===== Records provided =====
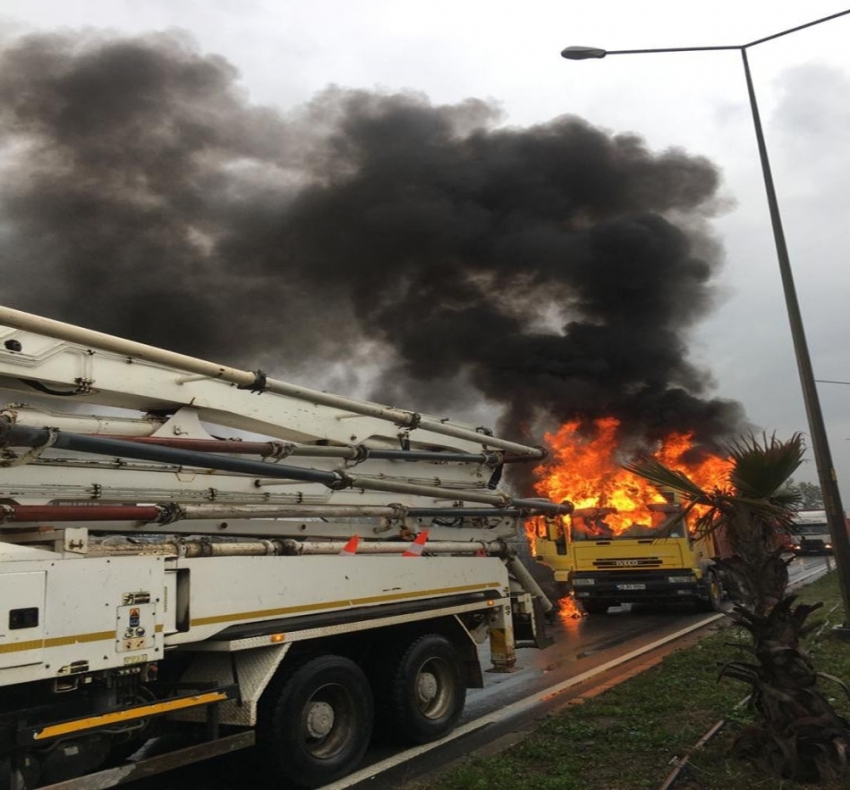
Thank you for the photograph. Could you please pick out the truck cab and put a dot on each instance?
(654, 560)
(811, 533)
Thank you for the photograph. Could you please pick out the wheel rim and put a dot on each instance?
(435, 688)
(327, 721)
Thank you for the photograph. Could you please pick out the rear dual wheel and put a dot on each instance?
(423, 694)
(315, 723)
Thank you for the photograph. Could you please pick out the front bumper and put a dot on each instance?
(637, 586)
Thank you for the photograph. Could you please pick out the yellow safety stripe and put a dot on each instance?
(127, 715)
(57, 641)
(261, 613)
(101, 636)
(62, 641)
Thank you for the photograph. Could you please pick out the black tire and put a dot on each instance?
(714, 592)
(595, 607)
(315, 721)
(424, 695)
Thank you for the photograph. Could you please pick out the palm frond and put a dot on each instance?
(653, 470)
(762, 468)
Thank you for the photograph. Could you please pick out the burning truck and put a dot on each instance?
(625, 542)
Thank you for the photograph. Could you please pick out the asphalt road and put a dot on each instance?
(580, 645)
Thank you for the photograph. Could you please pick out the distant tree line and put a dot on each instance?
(811, 497)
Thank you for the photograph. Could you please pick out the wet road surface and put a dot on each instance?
(580, 644)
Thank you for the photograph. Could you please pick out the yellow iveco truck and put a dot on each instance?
(604, 568)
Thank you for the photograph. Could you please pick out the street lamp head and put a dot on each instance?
(582, 53)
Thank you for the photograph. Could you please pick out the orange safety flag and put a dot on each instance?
(415, 549)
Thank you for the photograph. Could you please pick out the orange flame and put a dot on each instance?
(588, 473)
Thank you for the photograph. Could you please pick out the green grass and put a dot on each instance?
(625, 738)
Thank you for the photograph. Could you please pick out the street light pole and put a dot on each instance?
(820, 443)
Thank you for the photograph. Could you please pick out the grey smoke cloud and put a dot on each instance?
(558, 268)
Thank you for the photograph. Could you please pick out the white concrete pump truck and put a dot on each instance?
(187, 546)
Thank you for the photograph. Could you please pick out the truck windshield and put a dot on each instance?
(811, 529)
(586, 528)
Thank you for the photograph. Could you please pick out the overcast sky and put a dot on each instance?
(287, 51)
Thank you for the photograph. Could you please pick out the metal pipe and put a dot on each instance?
(273, 448)
(250, 380)
(41, 513)
(529, 583)
(24, 436)
(301, 548)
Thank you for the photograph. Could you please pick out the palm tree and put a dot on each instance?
(797, 733)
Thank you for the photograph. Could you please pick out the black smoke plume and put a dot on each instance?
(556, 268)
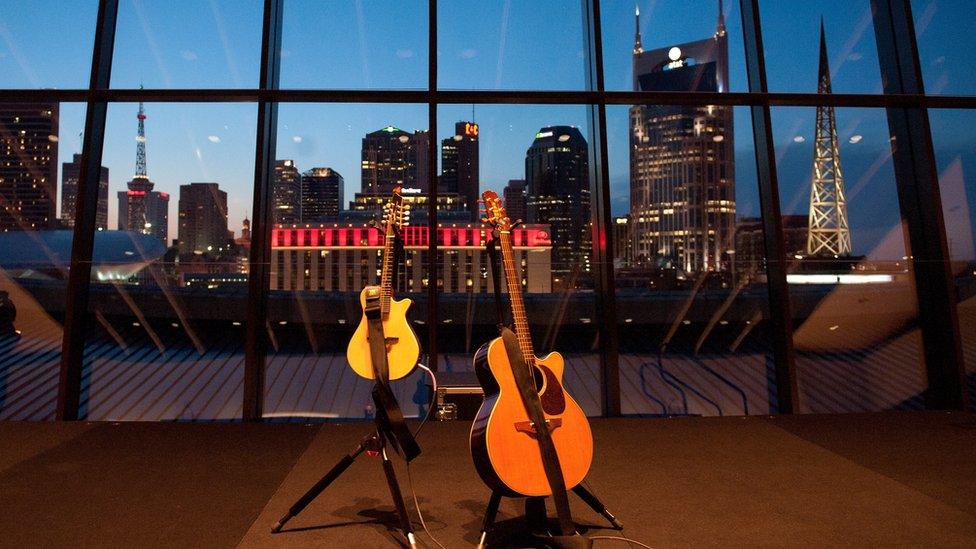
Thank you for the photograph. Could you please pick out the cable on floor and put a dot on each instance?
(413, 492)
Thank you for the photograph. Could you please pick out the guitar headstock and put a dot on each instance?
(396, 213)
(494, 211)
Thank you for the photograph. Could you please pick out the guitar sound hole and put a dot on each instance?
(539, 377)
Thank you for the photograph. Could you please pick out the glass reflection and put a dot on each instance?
(36, 145)
(857, 340)
(167, 298)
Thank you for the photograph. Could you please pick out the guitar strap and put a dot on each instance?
(387, 408)
(533, 407)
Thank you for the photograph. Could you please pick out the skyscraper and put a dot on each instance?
(392, 157)
(203, 218)
(141, 209)
(558, 194)
(459, 163)
(70, 172)
(28, 166)
(287, 193)
(829, 233)
(682, 172)
(322, 195)
(515, 199)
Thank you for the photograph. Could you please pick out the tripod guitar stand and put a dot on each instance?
(390, 429)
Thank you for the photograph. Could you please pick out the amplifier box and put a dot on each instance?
(459, 396)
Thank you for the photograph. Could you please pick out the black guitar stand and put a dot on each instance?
(390, 428)
(535, 507)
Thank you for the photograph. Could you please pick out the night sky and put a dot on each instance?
(512, 44)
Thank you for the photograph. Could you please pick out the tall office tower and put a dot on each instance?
(287, 193)
(419, 158)
(515, 199)
(623, 242)
(70, 171)
(459, 163)
(829, 233)
(141, 209)
(392, 157)
(28, 166)
(558, 194)
(322, 195)
(203, 218)
(682, 171)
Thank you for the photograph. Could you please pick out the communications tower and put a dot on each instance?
(829, 233)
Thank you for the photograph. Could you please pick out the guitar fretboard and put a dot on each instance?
(515, 295)
(386, 276)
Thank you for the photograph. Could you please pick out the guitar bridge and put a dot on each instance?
(529, 427)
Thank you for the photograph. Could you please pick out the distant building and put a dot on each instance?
(28, 166)
(682, 172)
(392, 157)
(623, 242)
(70, 172)
(558, 195)
(322, 195)
(141, 209)
(451, 207)
(244, 241)
(346, 258)
(515, 199)
(459, 164)
(203, 218)
(750, 251)
(287, 193)
(144, 210)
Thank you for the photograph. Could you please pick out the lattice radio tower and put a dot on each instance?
(141, 144)
(828, 233)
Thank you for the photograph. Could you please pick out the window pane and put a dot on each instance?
(188, 44)
(944, 29)
(692, 302)
(857, 340)
(347, 44)
(709, 47)
(791, 37)
(536, 158)
(951, 134)
(168, 297)
(36, 143)
(49, 51)
(337, 165)
(518, 45)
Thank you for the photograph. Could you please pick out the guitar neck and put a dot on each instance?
(386, 276)
(515, 295)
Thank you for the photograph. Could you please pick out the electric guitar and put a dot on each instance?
(402, 346)
(503, 443)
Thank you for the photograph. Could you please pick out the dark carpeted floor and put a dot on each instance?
(873, 480)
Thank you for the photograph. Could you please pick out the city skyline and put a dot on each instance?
(182, 150)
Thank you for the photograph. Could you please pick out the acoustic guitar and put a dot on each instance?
(503, 444)
(402, 346)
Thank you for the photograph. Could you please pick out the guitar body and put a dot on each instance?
(402, 345)
(505, 451)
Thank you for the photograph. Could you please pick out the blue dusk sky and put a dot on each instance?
(505, 44)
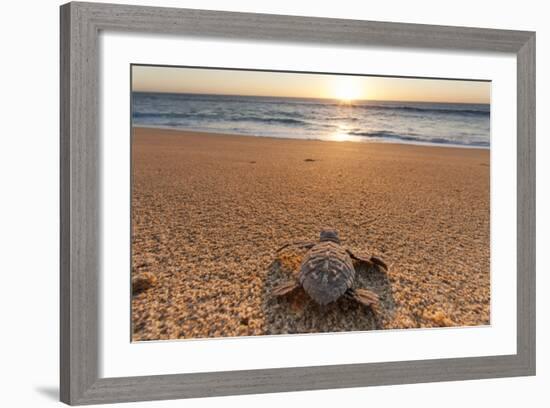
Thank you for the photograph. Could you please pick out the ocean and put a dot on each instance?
(465, 125)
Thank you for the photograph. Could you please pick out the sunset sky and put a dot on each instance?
(343, 87)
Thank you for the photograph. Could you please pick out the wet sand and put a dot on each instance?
(209, 212)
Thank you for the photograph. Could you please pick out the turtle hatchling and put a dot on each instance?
(327, 272)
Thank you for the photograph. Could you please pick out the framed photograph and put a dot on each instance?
(261, 203)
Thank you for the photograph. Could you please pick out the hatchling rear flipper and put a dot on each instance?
(285, 288)
(369, 261)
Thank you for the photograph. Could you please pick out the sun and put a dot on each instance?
(346, 89)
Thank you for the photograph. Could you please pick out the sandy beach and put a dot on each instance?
(209, 212)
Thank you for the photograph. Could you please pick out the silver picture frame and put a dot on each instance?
(81, 24)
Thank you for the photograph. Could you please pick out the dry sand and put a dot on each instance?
(210, 210)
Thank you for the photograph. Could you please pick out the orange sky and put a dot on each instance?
(344, 87)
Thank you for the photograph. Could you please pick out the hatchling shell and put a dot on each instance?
(326, 272)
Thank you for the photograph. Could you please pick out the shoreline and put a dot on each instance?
(209, 211)
(358, 140)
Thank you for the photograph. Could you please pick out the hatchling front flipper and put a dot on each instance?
(369, 261)
(284, 288)
(365, 297)
(299, 244)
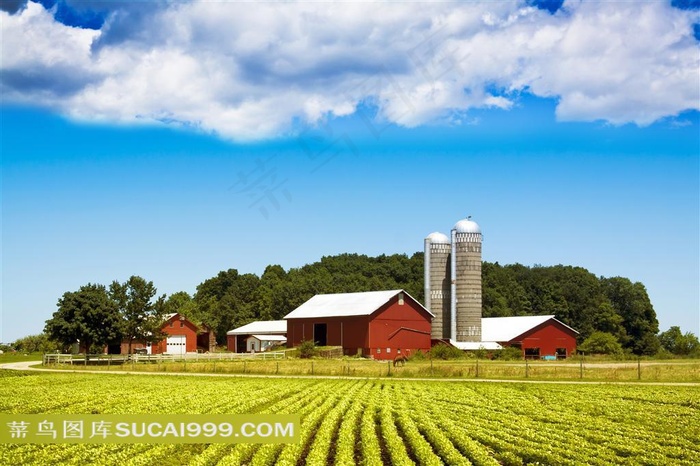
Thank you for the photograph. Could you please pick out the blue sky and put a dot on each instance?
(173, 141)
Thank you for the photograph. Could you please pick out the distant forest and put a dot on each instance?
(573, 294)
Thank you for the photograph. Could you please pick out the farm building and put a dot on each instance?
(380, 324)
(257, 336)
(183, 337)
(537, 336)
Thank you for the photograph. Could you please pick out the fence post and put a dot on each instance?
(639, 368)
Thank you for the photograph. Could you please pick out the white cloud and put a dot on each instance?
(247, 70)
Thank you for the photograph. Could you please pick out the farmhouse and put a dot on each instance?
(257, 336)
(183, 336)
(379, 324)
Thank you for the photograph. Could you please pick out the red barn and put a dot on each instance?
(380, 324)
(537, 336)
(182, 337)
(263, 331)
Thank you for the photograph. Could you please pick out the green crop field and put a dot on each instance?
(374, 421)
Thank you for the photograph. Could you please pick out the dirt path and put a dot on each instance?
(27, 366)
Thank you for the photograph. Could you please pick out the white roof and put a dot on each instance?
(261, 327)
(346, 304)
(269, 337)
(438, 238)
(475, 345)
(467, 225)
(507, 328)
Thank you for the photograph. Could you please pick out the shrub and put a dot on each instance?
(601, 343)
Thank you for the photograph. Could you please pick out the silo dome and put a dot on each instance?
(438, 238)
(467, 226)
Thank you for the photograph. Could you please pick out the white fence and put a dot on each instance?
(107, 359)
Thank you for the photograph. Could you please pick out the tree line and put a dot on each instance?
(592, 305)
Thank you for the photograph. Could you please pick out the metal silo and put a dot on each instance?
(437, 283)
(466, 281)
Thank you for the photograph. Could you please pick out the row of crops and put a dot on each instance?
(375, 421)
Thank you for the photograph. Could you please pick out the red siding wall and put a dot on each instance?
(392, 327)
(548, 337)
(348, 332)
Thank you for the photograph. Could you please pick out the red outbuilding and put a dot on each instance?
(537, 336)
(182, 337)
(379, 324)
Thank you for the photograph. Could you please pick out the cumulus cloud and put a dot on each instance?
(247, 71)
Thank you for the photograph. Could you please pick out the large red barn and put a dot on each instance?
(537, 336)
(380, 324)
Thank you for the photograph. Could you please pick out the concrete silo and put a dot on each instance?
(437, 283)
(466, 281)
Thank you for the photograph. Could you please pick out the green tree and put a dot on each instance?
(601, 343)
(87, 316)
(141, 318)
(678, 343)
(182, 303)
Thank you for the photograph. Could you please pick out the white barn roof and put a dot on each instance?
(261, 327)
(475, 345)
(346, 304)
(508, 328)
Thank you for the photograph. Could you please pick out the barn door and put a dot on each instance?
(321, 334)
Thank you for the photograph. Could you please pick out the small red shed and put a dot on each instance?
(537, 336)
(182, 337)
(380, 324)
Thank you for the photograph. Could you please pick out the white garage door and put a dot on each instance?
(176, 344)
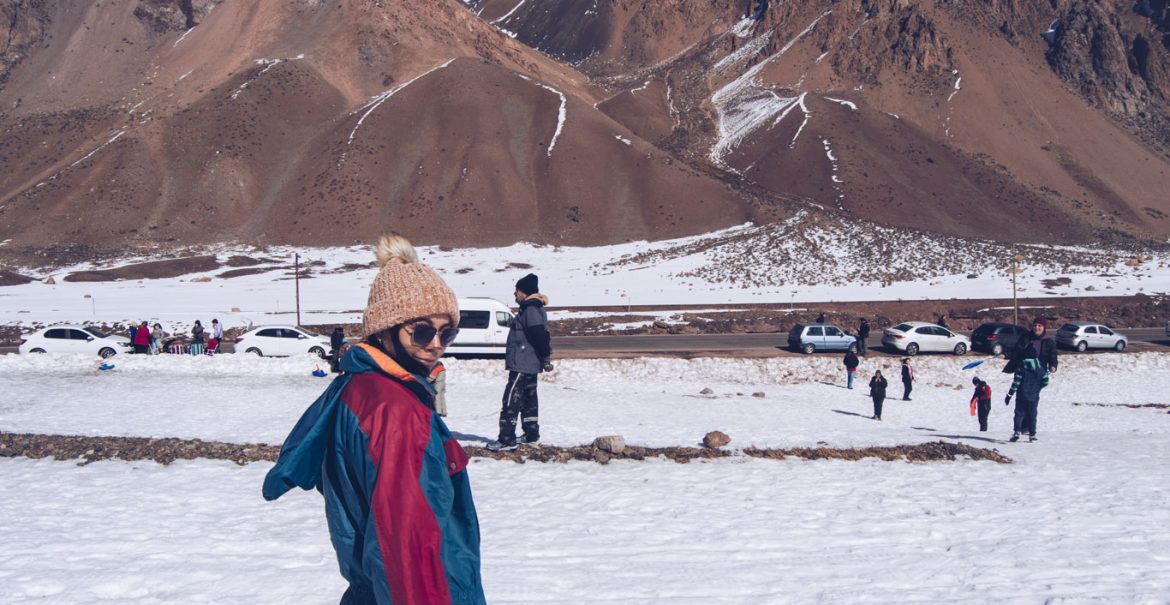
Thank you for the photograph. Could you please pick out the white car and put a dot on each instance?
(282, 341)
(1088, 335)
(483, 325)
(912, 337)
(74, 339)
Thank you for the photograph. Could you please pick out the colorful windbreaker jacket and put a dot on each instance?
(397, 495)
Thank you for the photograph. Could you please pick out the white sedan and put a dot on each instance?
(912, 337)
(74, 339)
(282, 341)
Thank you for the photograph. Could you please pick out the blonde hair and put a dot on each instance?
(394, 247)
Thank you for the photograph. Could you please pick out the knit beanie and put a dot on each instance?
(404, 288)
(528, 284)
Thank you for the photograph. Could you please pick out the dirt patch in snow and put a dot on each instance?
(149, 270)
(88, 449)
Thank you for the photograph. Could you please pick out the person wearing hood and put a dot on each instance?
(398, 500)
(529, 352)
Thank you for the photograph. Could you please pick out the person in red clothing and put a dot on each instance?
(398, 500)
(142, 339)
(981, 401)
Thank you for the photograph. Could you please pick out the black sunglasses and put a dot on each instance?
(421, 334)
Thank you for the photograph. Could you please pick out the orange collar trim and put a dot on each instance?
(386, 364)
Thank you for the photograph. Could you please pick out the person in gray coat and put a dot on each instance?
(528, 353)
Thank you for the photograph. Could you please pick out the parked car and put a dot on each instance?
(996, 337)
(74, 339)
(914, 337)
(811, 337)
(282, 341)
(483, 325)
(1088, 335)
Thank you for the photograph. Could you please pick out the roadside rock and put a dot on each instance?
(716, 439)
(611, 444)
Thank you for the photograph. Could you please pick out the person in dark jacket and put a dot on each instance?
(398, 500)
(528, 353)
(1040, 344)
(336, 342)
(878, 385)
(1027, 380)
(140, 341)
(907, 379)
(851, 366)
(981, 401)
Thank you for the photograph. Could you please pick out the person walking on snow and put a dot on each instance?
(398, 500)
(438, 378)
(1027, 380)
(217, 336)
(907, 378)
(878, 385)
(851, 366)
(336, 341)
(981, 401)
(1044, 348)
(528, 353)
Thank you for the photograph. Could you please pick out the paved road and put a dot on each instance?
(755, 344)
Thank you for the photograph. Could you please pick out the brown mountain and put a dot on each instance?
(172, 122)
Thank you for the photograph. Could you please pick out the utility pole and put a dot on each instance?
(1014, 270)
(296, 279)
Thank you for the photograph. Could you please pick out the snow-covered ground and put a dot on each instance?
(783, 263)
(1081, 516)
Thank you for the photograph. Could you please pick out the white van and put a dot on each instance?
(483, 327)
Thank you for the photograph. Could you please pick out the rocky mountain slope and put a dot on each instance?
(143, 123)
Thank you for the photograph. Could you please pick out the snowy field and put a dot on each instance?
(772, 265)
(1081, 516)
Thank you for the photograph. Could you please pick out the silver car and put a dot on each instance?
(1088, 335)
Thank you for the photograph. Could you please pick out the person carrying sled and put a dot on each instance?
(851, 366)
(981, 401)
(529, 350)
(1030, 377)
(397, 493)
(878, 385)
(1041, 345)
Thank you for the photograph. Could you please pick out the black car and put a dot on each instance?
(996, 337)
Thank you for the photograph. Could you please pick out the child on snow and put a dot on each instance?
(981, 401)
(1031, 376)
=====
Assignment ->
All that is wanted is the lines from the one containing "out the utility" through the last line of the records, restated word for word.

Written solution ->
Thank you for the photograph. Could you please pick out the utility pole and put a dot on each instance?
(1014, 270)
(296, 279)
Thank you for the photograph. Could you please pick out the snow-covered ground and put a dot on each instance?
(783, 263)
(1081, 516)
Thank you for the photograph. Could you please pick out the white van and put a dot on each instance?
(483, 327)
Thank you for the photograph. Could you please pick out the rocky mountain slope and put a dot on each instance?
(143, 123)
Thank you for the photograph. Could you please pick out the snowy field and put a dot on each instance?
(772, 265)
(1081, 516)
Thank you for the photograph. Could you please pick out the silver car and put a dot on each instance?
(1088, 335)
Thank you for the photograph. Could you please pick out the person carrying sled and put a dot on each instance?
(851, 366)
(981, 401)
(529, 350)
(1030, 377)
(397, 493)
(878, 385)
(1041, 345)
Thank you for the photograph. Could you please pick out the black car and put a dot on each instance?
(996, 337)
Thank you for the photograph. Could you please pick out the child on snow and put a dot on each instance?
(981, 401)
(1031, 376)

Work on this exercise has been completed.